(INPUT):
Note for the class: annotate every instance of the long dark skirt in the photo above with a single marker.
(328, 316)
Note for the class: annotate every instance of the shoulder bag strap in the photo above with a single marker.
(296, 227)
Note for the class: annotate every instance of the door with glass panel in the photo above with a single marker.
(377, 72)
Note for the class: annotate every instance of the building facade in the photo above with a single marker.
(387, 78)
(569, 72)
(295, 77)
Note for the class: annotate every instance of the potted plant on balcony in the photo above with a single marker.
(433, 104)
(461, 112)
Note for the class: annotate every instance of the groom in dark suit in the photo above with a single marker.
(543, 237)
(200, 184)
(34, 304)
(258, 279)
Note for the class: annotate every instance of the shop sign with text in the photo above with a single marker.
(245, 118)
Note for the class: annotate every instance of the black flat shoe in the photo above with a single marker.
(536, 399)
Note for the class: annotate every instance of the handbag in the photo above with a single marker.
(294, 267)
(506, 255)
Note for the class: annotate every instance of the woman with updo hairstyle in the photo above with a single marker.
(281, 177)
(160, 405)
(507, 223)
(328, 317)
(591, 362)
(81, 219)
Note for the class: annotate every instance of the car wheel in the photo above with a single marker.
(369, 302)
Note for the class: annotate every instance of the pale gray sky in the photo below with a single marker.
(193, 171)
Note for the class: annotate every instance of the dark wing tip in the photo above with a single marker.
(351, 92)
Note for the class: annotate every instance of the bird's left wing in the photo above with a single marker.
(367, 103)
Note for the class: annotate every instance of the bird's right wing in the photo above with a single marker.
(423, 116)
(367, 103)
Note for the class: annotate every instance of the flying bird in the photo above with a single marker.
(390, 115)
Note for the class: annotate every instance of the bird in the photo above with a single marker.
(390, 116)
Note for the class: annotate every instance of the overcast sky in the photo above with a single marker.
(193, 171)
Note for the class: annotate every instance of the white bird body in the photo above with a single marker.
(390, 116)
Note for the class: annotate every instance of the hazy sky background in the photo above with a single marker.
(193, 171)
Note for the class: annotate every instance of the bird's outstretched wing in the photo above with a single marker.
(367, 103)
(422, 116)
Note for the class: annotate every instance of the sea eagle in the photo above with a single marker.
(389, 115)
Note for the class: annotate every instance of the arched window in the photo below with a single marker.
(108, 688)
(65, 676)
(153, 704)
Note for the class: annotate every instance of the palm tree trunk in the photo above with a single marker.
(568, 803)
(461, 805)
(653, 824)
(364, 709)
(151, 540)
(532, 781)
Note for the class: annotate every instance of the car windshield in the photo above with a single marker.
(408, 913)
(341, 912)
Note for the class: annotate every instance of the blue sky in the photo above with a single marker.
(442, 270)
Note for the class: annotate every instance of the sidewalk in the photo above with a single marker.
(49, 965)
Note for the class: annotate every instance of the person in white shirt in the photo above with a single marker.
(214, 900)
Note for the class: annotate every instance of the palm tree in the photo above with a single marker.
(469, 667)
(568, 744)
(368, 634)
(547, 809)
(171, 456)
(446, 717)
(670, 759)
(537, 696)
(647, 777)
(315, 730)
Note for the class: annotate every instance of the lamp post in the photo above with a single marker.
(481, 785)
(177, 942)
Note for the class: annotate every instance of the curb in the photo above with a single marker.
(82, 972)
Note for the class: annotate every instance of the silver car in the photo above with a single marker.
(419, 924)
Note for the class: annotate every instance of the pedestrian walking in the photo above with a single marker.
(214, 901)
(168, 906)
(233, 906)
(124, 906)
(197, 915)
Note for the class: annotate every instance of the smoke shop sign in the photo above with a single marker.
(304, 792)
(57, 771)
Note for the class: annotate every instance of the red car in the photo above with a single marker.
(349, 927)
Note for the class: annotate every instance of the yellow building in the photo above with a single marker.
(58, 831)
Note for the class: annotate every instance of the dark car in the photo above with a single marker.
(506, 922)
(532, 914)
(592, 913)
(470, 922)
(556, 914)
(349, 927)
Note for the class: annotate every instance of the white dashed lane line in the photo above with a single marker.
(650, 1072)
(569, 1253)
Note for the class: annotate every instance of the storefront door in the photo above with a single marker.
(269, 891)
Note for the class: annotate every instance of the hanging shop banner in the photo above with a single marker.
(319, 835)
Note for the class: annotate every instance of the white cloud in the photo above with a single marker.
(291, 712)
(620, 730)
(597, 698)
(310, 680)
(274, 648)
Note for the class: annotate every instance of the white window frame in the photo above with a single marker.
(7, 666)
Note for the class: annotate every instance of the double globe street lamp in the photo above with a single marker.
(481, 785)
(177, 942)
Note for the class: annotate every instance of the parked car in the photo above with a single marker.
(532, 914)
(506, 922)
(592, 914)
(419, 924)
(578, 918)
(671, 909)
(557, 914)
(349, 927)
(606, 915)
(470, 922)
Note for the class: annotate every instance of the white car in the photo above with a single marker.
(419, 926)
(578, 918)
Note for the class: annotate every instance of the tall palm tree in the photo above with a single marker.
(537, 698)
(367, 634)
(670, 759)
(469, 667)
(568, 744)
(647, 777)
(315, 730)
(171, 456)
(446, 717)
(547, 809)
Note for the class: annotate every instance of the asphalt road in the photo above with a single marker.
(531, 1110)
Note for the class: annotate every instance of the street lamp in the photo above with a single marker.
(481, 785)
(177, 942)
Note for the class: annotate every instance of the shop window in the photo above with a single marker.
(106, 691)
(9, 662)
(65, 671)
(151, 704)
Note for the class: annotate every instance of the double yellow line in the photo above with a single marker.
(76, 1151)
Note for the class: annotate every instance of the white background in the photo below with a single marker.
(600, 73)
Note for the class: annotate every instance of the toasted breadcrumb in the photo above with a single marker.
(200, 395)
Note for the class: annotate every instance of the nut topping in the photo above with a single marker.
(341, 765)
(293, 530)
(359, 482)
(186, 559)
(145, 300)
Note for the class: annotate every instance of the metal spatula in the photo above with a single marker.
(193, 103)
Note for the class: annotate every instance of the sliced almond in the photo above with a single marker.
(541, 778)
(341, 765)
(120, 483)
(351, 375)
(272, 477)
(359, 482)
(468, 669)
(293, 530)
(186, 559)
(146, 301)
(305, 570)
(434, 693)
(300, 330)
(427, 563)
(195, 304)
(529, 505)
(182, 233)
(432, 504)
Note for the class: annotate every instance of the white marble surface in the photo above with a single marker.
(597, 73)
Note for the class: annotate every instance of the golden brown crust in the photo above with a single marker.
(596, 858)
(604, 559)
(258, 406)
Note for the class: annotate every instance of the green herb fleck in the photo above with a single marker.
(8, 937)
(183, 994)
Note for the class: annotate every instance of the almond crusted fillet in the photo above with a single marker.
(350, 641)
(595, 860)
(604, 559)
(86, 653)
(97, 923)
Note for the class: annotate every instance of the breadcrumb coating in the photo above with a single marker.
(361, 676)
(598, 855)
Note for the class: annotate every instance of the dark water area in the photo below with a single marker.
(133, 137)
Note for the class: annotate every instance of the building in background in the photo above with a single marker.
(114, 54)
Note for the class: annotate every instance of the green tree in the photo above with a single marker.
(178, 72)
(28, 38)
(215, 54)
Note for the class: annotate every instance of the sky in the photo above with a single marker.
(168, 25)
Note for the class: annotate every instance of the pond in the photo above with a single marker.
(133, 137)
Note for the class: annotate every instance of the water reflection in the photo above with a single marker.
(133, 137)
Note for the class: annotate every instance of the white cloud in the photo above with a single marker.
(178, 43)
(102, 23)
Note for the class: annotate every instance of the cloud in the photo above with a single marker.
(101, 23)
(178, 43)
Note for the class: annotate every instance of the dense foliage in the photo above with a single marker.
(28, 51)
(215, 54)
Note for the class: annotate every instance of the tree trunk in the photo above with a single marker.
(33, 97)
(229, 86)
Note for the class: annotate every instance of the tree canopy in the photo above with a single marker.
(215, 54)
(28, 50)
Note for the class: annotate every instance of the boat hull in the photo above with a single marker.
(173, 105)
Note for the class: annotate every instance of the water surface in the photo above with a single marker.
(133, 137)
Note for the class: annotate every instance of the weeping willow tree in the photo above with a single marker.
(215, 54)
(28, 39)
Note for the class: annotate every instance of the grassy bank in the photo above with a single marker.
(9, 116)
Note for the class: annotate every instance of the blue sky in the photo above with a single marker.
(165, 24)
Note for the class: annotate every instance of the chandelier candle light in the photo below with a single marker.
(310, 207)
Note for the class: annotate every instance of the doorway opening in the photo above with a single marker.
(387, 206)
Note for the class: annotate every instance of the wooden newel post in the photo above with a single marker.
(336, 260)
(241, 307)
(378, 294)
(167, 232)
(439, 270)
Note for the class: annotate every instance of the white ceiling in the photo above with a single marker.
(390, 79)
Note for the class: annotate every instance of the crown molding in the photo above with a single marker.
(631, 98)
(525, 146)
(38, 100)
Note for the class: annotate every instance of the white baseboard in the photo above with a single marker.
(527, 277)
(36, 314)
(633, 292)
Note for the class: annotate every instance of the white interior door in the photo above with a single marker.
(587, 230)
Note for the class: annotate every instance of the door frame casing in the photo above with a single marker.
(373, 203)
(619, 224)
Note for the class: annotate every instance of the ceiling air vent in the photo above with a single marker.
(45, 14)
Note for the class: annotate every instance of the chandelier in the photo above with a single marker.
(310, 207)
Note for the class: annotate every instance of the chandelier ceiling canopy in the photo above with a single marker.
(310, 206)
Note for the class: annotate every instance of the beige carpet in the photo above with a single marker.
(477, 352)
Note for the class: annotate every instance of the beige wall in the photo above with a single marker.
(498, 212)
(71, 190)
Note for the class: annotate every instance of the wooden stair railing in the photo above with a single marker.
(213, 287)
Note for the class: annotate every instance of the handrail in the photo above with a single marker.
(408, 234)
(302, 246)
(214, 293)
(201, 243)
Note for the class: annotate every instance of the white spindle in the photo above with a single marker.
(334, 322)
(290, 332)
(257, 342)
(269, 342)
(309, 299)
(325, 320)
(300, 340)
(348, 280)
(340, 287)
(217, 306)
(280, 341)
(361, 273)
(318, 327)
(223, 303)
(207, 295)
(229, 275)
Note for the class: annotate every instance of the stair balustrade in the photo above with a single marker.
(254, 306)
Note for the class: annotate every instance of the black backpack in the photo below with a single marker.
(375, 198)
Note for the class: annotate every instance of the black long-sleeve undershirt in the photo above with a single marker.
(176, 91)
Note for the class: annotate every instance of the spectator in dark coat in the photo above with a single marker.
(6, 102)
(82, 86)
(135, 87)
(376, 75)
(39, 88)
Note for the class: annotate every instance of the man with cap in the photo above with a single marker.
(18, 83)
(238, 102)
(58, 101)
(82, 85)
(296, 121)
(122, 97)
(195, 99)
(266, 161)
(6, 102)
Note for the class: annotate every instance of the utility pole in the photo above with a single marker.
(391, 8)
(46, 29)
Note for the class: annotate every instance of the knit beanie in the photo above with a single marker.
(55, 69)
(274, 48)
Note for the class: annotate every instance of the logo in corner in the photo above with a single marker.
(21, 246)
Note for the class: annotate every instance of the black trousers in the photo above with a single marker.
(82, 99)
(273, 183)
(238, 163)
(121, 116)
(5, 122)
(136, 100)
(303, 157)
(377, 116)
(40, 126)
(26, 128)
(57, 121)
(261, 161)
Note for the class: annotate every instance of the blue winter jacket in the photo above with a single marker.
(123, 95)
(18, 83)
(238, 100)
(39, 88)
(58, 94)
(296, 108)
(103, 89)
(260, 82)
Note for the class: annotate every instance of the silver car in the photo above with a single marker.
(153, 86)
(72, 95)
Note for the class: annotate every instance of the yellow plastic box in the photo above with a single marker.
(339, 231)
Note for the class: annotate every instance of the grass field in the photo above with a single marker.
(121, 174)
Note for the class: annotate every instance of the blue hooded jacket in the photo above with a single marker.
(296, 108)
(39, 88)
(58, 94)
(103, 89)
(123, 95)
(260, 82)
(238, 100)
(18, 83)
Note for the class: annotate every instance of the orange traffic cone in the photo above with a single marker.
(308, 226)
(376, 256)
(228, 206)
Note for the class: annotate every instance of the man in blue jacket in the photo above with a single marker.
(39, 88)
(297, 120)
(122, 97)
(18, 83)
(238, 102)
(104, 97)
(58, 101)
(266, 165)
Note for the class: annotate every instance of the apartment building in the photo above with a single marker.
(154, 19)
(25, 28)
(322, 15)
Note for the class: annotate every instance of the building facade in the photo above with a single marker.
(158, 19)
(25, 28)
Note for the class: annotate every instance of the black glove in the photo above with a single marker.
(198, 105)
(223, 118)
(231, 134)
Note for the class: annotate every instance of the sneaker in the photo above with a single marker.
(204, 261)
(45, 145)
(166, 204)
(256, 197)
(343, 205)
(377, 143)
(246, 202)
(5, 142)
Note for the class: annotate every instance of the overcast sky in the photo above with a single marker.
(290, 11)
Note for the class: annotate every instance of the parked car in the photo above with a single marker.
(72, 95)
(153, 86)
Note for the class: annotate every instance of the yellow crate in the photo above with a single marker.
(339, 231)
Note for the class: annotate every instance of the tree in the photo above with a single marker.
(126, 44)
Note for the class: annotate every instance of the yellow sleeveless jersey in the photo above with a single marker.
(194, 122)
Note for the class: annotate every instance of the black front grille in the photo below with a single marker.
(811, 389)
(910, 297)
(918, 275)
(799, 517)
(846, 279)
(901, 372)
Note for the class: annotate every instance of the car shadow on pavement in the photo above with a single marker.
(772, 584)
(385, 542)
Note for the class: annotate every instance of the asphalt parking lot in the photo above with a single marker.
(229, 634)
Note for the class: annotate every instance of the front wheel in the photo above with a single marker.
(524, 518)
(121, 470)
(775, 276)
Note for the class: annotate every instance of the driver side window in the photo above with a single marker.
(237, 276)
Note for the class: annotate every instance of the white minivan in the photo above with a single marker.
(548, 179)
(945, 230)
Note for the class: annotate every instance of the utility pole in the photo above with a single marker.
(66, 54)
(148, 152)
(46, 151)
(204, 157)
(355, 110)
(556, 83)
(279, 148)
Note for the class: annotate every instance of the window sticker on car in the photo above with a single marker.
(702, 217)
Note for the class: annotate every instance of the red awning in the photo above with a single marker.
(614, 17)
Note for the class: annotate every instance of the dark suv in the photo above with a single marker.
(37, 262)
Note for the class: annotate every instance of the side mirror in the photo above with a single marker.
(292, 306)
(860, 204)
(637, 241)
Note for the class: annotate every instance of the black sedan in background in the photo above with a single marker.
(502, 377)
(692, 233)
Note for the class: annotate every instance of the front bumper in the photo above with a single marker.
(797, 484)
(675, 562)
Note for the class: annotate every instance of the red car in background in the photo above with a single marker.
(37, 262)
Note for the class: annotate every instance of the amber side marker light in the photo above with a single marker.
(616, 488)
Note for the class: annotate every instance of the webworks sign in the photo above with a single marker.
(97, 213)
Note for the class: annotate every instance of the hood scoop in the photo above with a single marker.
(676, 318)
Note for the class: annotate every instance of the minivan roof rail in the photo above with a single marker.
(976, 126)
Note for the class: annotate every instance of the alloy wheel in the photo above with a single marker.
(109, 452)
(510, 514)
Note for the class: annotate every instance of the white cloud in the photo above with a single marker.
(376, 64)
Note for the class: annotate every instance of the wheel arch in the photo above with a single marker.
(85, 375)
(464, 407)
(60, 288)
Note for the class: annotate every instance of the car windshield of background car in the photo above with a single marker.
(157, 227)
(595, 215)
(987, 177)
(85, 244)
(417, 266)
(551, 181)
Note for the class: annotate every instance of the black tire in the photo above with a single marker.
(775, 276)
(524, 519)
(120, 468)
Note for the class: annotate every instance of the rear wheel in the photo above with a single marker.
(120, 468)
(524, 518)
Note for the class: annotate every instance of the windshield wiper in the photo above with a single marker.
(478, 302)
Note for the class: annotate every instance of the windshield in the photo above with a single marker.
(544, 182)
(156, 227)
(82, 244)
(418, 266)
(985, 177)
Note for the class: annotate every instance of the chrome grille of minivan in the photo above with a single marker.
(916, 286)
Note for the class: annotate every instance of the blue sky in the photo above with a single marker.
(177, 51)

(WORK ORDER):
Repeat the line containing "Note for the class: annotate every instance of the chrome" and all subsequent lines through the final line of the data, exactly and with no others.

(THE COMPLETED TASK):
Note for the class: annotate every instance of the chrome grille of minivan in the photo above with a single marker.
(916, 286)
Note for the class: annotate every instance of the blue sky in the photo above with a single marker.
(177, 51)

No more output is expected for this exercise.